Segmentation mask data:
◇ ◇ ◇ ◇ ◇

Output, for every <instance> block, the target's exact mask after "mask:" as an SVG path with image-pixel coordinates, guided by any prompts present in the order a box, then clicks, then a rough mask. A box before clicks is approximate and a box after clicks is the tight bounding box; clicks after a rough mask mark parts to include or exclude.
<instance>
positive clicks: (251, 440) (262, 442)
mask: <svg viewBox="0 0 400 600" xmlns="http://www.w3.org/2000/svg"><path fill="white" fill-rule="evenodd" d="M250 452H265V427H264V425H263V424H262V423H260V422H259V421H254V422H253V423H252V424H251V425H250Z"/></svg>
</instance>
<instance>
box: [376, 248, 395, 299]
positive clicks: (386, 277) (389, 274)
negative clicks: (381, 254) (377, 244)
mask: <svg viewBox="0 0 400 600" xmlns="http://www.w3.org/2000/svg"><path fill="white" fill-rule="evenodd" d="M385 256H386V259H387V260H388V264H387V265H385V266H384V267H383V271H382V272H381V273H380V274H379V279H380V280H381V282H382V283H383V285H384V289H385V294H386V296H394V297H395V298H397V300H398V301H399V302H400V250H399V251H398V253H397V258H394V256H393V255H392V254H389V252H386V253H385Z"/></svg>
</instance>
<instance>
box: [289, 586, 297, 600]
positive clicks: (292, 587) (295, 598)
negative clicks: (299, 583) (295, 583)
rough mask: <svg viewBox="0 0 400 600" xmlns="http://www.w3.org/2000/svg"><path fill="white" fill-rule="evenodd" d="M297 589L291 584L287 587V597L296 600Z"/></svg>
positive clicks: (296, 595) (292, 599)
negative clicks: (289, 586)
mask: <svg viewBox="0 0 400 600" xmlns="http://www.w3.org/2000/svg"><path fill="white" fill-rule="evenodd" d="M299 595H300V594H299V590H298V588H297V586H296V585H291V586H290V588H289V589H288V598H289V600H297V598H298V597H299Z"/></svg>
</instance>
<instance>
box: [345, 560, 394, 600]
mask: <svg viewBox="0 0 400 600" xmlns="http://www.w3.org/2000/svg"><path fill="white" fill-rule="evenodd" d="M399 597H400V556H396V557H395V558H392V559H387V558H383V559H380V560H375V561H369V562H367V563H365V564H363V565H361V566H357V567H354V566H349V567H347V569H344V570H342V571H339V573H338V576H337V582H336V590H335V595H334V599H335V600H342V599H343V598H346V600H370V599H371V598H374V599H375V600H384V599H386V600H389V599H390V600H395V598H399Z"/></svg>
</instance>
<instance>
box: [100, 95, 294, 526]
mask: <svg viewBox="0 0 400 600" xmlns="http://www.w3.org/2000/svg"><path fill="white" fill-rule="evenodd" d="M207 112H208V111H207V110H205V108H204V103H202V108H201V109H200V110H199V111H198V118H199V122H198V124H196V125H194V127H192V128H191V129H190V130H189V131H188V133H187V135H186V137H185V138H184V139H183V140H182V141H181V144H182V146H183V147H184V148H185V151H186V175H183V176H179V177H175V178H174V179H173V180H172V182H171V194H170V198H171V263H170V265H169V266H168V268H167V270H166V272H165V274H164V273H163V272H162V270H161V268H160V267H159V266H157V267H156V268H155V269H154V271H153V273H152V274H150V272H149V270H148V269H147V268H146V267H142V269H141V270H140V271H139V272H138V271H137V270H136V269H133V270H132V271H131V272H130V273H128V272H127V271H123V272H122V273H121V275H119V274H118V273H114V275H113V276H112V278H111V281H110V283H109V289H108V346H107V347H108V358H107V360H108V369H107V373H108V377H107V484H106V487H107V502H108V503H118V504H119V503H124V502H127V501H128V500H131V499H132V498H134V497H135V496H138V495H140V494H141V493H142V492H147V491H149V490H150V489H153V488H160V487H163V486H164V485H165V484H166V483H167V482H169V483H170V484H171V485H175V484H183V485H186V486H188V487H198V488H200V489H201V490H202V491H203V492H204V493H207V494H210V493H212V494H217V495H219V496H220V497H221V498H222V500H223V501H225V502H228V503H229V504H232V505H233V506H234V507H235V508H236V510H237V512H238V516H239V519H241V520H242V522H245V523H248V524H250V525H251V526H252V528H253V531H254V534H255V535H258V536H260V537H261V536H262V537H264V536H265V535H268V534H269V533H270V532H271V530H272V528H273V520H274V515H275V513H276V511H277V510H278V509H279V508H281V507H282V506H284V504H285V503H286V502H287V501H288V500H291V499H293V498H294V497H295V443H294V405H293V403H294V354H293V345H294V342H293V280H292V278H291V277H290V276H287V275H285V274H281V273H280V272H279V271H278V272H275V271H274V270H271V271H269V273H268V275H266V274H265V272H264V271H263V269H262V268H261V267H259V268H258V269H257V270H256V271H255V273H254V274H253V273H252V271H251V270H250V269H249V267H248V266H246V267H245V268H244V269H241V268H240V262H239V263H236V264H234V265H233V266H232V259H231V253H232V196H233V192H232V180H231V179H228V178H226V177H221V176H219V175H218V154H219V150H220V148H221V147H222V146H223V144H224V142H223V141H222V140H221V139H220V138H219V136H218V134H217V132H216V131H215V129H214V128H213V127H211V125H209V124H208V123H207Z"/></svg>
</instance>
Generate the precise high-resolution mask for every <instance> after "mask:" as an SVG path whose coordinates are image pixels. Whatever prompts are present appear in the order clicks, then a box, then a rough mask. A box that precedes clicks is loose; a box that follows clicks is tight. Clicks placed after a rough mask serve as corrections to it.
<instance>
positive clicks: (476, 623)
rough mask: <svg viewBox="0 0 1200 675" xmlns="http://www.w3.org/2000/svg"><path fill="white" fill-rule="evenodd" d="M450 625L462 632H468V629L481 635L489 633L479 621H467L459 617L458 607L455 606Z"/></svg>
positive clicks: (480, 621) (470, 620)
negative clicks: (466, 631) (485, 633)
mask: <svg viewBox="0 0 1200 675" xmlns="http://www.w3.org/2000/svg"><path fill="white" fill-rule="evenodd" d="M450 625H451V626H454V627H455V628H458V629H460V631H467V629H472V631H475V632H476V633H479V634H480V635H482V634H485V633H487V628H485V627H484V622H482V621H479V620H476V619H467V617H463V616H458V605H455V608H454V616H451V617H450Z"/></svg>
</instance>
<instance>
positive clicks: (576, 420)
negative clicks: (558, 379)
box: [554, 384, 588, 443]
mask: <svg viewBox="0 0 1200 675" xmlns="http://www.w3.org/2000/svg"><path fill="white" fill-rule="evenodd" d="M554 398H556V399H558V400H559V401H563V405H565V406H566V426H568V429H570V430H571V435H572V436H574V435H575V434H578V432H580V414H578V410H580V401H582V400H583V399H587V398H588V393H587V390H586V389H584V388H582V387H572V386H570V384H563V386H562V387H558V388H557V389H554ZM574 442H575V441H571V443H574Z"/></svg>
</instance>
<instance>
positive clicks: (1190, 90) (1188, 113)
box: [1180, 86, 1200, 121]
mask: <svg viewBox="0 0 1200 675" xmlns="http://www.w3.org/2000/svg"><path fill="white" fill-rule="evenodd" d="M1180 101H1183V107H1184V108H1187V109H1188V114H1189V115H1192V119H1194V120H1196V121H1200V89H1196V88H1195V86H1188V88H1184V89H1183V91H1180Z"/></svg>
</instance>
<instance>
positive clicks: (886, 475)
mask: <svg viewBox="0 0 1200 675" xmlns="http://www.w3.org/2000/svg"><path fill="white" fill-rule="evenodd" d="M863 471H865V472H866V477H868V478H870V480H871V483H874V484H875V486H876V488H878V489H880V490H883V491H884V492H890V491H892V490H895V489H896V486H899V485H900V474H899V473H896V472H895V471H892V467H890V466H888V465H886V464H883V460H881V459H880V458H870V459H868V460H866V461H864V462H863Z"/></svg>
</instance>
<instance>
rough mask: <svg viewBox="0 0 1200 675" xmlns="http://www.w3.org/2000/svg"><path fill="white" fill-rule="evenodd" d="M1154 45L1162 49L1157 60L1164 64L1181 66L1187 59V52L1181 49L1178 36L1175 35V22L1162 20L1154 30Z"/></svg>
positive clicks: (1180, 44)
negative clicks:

◇ ◇ ◇ ◇ ◇

EXERCISE REQUIREMENTS
Your answer is to contain exactly the lines from the one holding "positive clicks: (886, 475)" to the end of the entries, with no other line.

RESPONSE AREA
positive clicks: (886, 475)
mask: <svg viewBox="0 0 1200 675" xmlns="http://www.w3.org/2000/svg"><path fill="white" fill-rule="evenodd" d="M863 471H865V472H866V477H868V478H870V480H871V483H874V484H875V486H876V488H878V489H880V490H883V491H884V492H890V491H892V490H895V489H896V486H899V485H900V474H899V473H896V472H895V471H892V467H890V466H888V465H886V464H883V460H881V459H880V458H870V459H868V460H866V461H864V462H863Z"/></svg>
</instance>
<instance>
rough mask: <svg viewBox="0 0 1200 675" xmlns="http://www.w3.org/2000/svg"><path fill="white" fill-rule="evenodd" d="M1154 45L1162 49L1157 60L1164 64L1181 66L1187 59V52L1181 49L1178 36L1175 35V22L1162 20L1154 30Z"/></svg>
positive clicks: (1180, 44)
negative clicks:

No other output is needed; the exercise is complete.